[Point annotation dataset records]
>>>

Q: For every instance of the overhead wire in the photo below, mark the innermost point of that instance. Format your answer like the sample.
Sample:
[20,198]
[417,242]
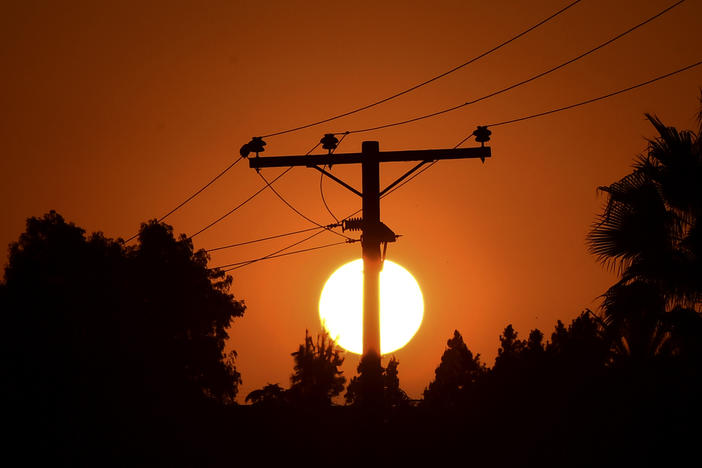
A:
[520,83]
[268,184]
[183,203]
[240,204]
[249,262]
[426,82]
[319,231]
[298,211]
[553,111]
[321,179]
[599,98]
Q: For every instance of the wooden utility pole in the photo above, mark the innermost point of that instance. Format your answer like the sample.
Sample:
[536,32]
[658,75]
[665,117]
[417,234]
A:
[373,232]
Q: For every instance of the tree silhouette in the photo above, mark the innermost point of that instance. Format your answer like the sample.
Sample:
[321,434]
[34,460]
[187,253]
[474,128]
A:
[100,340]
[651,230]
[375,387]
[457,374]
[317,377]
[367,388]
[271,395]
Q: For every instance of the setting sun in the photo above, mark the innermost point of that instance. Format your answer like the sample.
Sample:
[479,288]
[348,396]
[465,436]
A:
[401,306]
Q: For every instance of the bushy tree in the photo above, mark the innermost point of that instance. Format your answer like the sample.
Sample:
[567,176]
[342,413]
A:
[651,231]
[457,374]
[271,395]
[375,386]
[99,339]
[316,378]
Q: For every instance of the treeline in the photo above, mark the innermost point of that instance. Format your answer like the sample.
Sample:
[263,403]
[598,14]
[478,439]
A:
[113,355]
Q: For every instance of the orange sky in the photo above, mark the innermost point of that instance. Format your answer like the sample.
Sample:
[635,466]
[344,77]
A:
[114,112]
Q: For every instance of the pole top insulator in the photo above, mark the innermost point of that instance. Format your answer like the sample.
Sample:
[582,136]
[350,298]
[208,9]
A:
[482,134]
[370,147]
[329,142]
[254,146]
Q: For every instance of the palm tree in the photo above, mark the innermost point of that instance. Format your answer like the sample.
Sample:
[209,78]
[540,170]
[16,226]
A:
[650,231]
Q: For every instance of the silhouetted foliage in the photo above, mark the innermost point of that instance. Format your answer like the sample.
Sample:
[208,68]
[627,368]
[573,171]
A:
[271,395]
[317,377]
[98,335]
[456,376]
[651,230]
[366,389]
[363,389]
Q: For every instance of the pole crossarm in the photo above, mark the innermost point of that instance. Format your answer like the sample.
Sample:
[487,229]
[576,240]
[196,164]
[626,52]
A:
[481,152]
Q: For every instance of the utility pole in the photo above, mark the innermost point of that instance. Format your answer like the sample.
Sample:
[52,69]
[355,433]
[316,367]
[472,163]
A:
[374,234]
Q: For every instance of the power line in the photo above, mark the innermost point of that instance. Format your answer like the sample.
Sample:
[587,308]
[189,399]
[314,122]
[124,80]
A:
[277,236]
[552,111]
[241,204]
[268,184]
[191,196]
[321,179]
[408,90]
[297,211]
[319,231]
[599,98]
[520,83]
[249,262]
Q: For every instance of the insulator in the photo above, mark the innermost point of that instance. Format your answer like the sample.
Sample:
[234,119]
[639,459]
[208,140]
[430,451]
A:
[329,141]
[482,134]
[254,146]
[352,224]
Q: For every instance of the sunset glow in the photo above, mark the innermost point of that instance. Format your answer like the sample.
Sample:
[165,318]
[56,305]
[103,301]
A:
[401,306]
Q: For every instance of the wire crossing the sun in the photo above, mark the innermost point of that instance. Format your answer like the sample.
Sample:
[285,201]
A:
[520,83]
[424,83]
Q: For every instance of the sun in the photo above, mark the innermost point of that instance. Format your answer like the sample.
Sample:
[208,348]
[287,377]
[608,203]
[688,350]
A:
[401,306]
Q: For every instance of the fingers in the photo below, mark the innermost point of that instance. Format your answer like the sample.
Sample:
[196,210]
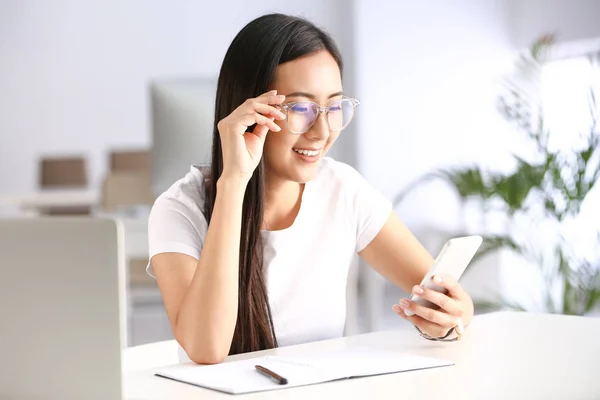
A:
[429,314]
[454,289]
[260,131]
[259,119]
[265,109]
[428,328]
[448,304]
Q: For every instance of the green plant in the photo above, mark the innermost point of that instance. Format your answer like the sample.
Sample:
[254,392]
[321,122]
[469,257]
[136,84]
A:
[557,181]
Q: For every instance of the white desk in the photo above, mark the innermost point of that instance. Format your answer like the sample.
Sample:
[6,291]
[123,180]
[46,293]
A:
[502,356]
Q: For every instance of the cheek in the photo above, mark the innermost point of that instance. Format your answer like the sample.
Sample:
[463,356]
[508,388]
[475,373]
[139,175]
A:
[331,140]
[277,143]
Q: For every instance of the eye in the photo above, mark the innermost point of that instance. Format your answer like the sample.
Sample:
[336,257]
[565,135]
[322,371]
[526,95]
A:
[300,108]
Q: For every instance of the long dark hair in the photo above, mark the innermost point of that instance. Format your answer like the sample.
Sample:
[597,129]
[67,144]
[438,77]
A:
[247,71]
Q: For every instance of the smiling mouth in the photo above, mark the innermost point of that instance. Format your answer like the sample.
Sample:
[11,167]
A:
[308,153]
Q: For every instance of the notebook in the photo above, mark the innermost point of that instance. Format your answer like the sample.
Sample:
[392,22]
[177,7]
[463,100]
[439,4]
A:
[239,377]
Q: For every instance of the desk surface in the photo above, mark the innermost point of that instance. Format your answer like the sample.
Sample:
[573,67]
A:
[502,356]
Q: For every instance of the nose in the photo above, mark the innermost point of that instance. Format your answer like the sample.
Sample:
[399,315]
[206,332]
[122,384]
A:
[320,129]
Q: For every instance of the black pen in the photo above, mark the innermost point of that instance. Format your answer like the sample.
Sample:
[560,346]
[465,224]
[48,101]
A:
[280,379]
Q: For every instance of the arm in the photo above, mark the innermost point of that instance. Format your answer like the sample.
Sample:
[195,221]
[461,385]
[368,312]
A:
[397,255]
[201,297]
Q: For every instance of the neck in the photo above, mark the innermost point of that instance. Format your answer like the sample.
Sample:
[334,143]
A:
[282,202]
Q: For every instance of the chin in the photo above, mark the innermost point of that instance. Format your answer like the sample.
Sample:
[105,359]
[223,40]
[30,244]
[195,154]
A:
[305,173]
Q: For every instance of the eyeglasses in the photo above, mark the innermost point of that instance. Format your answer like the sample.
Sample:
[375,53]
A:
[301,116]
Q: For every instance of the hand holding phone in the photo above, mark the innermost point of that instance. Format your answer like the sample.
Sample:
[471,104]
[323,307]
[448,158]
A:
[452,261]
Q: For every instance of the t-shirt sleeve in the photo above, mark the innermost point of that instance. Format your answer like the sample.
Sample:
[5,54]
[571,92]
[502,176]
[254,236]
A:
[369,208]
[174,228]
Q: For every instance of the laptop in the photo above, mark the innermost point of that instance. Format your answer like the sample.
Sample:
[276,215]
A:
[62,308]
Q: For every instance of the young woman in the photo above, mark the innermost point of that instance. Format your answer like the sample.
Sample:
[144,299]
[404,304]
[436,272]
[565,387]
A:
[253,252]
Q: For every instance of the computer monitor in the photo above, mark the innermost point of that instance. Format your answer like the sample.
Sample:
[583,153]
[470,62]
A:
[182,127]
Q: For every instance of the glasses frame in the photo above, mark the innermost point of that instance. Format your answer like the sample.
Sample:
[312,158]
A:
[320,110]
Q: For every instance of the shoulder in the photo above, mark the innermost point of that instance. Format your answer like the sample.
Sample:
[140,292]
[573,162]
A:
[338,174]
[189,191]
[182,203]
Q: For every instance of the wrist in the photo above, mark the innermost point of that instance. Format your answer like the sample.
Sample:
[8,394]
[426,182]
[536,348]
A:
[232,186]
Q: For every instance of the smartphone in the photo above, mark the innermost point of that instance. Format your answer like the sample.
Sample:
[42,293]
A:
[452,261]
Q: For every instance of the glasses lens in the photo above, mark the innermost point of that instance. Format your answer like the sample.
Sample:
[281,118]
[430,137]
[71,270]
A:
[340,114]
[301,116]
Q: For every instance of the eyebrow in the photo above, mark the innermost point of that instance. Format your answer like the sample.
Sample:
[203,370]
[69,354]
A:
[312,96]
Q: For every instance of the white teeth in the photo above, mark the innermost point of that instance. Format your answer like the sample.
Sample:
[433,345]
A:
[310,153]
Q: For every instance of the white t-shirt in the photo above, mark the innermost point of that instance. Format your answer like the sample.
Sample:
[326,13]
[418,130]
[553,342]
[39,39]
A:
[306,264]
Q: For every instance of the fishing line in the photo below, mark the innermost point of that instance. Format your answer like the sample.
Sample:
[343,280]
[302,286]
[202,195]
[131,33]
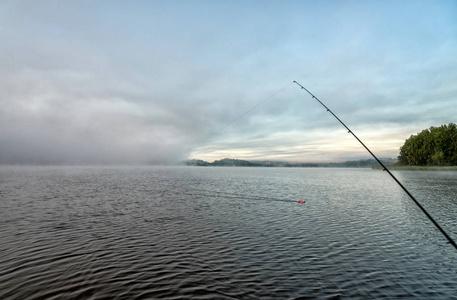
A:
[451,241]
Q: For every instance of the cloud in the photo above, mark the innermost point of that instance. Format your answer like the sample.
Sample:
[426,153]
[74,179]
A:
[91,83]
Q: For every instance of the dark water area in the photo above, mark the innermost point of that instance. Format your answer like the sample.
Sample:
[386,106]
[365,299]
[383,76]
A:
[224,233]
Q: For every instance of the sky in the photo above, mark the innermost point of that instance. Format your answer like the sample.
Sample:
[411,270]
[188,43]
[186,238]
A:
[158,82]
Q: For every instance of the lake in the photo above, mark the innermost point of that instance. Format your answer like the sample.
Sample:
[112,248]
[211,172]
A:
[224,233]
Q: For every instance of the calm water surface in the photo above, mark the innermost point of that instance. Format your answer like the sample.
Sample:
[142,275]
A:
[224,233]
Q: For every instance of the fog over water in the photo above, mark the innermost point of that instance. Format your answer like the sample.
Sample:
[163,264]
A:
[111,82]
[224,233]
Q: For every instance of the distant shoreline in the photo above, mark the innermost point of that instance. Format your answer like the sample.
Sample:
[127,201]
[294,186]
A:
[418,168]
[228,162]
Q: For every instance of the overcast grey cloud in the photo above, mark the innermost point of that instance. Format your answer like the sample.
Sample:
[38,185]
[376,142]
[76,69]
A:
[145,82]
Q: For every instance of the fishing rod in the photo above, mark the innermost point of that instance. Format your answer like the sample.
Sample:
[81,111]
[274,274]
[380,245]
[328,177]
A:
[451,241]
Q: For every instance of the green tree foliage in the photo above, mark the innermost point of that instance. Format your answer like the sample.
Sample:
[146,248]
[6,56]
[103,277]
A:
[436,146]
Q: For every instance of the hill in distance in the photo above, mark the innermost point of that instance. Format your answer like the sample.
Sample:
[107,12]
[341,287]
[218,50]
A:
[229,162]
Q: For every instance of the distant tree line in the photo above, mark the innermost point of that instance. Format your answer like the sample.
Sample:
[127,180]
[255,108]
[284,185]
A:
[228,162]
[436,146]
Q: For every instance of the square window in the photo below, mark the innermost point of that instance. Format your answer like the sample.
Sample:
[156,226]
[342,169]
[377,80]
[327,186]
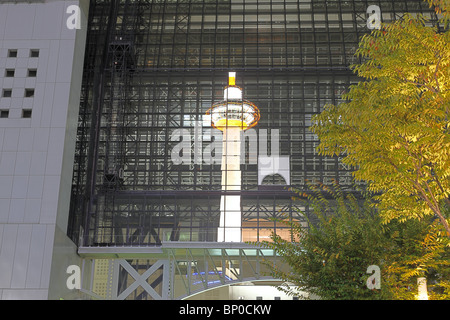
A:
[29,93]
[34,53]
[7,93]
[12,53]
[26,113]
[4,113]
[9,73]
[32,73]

<<<
>>>

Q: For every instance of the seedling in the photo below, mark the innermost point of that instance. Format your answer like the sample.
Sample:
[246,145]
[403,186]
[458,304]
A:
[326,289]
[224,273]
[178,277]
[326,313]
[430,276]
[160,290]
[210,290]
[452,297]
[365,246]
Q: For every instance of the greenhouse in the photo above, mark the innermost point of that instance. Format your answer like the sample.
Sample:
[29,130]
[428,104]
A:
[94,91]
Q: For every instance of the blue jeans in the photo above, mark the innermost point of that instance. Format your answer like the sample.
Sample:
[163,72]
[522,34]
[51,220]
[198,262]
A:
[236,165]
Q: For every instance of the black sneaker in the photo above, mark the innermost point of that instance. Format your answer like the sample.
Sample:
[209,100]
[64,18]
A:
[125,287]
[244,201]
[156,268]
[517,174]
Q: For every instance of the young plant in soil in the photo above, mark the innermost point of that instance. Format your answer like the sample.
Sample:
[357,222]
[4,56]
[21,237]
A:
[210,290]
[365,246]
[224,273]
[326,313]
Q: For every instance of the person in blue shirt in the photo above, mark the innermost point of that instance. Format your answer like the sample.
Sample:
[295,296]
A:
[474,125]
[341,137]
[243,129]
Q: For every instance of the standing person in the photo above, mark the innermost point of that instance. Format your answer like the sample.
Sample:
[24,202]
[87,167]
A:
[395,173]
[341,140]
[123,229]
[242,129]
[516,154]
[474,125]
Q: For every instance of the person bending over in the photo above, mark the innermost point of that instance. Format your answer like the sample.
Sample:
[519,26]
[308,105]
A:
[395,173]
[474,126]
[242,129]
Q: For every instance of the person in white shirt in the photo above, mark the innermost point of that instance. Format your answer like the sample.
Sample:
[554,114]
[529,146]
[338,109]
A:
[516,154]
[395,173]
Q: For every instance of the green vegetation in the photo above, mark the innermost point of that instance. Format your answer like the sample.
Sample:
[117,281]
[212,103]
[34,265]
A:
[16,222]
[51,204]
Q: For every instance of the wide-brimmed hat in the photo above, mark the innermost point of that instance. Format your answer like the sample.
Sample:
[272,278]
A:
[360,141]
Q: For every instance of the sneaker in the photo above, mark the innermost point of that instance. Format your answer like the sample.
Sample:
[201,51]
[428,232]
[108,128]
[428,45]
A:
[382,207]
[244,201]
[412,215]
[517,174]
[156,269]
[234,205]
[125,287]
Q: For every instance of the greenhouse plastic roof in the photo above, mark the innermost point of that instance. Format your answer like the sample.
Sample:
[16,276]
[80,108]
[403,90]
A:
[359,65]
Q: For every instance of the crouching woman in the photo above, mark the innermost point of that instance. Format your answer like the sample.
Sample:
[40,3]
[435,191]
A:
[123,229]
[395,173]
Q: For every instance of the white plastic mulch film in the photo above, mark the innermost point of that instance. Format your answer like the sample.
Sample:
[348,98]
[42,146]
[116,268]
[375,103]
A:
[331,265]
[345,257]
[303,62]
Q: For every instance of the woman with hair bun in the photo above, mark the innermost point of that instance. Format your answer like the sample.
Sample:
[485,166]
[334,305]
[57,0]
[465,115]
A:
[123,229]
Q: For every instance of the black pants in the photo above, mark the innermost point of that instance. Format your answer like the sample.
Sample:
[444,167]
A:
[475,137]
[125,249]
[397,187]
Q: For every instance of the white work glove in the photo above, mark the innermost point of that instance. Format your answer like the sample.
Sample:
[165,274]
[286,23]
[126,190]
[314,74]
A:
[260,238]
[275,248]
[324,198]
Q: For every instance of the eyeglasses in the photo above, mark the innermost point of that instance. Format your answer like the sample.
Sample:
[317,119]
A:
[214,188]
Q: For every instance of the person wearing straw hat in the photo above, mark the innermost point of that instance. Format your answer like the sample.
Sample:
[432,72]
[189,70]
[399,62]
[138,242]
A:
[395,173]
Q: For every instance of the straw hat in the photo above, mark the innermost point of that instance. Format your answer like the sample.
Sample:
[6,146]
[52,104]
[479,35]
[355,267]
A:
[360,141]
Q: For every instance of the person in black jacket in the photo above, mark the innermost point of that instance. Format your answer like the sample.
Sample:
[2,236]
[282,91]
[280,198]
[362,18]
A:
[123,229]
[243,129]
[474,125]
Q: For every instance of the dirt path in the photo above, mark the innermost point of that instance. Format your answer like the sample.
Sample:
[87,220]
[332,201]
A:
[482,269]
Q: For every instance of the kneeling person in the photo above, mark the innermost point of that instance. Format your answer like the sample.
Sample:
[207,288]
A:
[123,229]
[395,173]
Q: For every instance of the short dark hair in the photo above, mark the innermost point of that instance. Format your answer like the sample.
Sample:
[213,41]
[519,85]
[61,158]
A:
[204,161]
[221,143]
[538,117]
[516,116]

<<<

Task to complete> List every line in the records above that contains the word "plant". Case counts.

Answer to this task>
Q: For every instance of the green plant in the photo above, mark the innermost point of that instance. Format your answer like the sample.
Q: For every instance of the young plant in soil in the photo above, mark the innermost point of that instance. Format your answer like the sample.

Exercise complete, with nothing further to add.